→ DEINE AUFGABEN
(A) Gib im Text über die Frauen in Kuba den Abschnitt von „Es brachen die“ bis „häuslichen Pflichten herrührte.“ wieder und benenne dabei „Zeitschriften“ in „Magazine“ um.
(B) In welchem Alter trat man laut dem Text über die Frauen in Kuba in den Bund Kubanischer Frauen ein?
(C) Führe bitte den Text über die kubanischen Frauen in den Achtzigerjahren nach seinem letzten Satz weiter.
======== TEXTAUSZUG
Es brachen die Achtzigerjahre an, mit ihrer Illusion von Wohlstand, der sich auf den männlichen, russischen Bären stützte. Mit gerade vierzehn Jahren trat man in den Bund Kubanischer Frauen (FMC) ein, der es nicht zustande brachte, die Frauen vor der Macht zu repräsentieren; stattdessen überbrachte er ihnen die Richtlinien, auf die man sich in den hohen, männlich besetzten Regierungsstellen verständigt hatte. Das glückliche Lächeln der Frauen sah man noch immer auf den Titelseiten der Zeitschriften, aber das Make-up der Utopie hatte schon zu verschmieren begonnen. Der Grund dafür war schlichte Müdigkeit – die von den häuslichen Pflichten herrührte.
================
======== BEREITGESTELLTE DATEN
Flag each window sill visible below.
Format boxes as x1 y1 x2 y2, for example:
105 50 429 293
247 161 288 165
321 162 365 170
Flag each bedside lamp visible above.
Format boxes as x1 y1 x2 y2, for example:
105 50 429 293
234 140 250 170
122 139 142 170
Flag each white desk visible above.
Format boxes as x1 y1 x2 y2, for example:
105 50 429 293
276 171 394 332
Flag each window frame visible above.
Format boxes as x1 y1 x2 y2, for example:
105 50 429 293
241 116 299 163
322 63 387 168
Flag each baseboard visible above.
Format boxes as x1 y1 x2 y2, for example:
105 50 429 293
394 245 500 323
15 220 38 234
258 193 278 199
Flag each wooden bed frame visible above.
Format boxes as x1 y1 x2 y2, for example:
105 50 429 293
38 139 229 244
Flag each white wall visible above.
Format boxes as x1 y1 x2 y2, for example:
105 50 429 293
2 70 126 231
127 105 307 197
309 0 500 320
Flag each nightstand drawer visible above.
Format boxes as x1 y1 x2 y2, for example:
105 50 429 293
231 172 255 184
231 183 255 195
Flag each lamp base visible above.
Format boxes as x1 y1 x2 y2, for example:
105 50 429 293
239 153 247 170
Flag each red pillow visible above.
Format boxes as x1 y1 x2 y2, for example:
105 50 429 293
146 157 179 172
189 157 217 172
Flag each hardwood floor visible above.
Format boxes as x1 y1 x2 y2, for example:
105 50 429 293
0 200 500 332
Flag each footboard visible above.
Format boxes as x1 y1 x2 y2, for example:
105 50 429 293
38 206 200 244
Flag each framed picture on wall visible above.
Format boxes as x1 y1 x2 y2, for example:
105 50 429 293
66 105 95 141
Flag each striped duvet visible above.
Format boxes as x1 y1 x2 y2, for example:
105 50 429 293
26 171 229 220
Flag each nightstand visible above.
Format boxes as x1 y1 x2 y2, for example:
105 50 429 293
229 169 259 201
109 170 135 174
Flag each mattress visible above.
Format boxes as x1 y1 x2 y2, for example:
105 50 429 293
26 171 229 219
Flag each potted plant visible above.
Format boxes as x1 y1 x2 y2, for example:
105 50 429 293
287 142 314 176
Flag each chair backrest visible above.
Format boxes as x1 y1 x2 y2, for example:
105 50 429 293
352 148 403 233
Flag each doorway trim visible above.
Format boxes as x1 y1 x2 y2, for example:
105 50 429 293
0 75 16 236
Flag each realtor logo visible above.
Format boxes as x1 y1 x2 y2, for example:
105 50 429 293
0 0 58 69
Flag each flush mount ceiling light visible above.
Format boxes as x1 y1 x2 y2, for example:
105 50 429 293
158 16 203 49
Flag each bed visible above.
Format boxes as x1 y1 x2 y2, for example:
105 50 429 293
================
→ ANTWORTLISTE
(A)
Es brachen die Achtzigerjahre an, mit ihrer Illusion von Wohlstand, der sich auf den männlichen, russischen Bären stützte. Mit gerade vierzehn Jahren trat man in den Bund Kubanischer Frauen (FMC) ein, der es nicht zustande brachte, die Frauen vor der Macht zu repräsentieren; stattdessen überbrachte er ihnen die Richtlinien, auf die man sich in den hohen, männlich besetzten Regierungsstellen verständigt hatte. Das glückliche Lächeln der Frauen sah man noch immer auf den Titelseiten der Magazine, aber das Make-up der Utopie hatte schon zu verschmieren begonnen. Der Grund dafür war schlichte Müdigkeit – die von den häuslichen Pflichten herrührte.

(B) Mit gerade vierzehn Jahren.

(C)
Nach dem Fall der Berliner Mauer und der Zerstückelung der Sowjetunion hörten viele Frauen auf zu arbeiten und wurden wieder zu Hausfrauen. Es erwies sich für sie als lohnender, zu Hause zu bleiben und die tausend Bedürfnisse ihres Nachwuchses und ihrer Männer abzufangen, als sich in die Ungewissheit einer Anstellung zu stürzen, die unglaublich schlecht bezahlt wurde. Sie mussten sich auf die Tricks ihrer Großmütter besinnen, um Kleidung auszubessern, die es schon nicht mehr zum subventionierten Preis von früher gab. Viele fügten sich erneut in jene Folgsamkeit, die ökonomische Abhängigkeit mit sich bringt. Jeden Tag einen Teller mit Essen auf den Tisch zu bringen wurde zu einem Zaubertrick, den sie allein meistern mussten und zu dem ihre Männer nur wenig beitrugen. Es kam öfter vor, dass sie das Kunststück, ihre Familie zu ernähren, nicht vollbringen konnten; denn der Verlust des „gerechten Handels“ mit den Ländern aus Osteuropa ließ ganz Kuba zurück wie eine Geschiedene, ohne Recht auf irgendeine Erbschaft.
Als die Prostitution zurückkehrte, war sie nicht von der früheren sozialen Ablehnung begleitet. Sie kehrte unter dem komplizenhaften Blick von Vätern und Ehemännern zurück, die den jungen Frauenkörper sich verwandeln sahen in einen Ventilator oder in eine neue Matratze für das alte Bett. Vorher hatte es keinen Sinn gehabt, Sex gegen Objekte oder Dienstleistungen zu tauschen, weil alle Dinge, die man erwerben konnte – mit Ausnahme des Omnibusses und der Zeitung –, im Handel rationiert waren. Aber mit der Einführung der dualen Währung und der Dollarläden fanden die Touristen plötzlich auch schöne Kubanerinnen, die bereit waren, sich materielle Träume durch den Schweiß ihres Schambereichs zu erfüllen.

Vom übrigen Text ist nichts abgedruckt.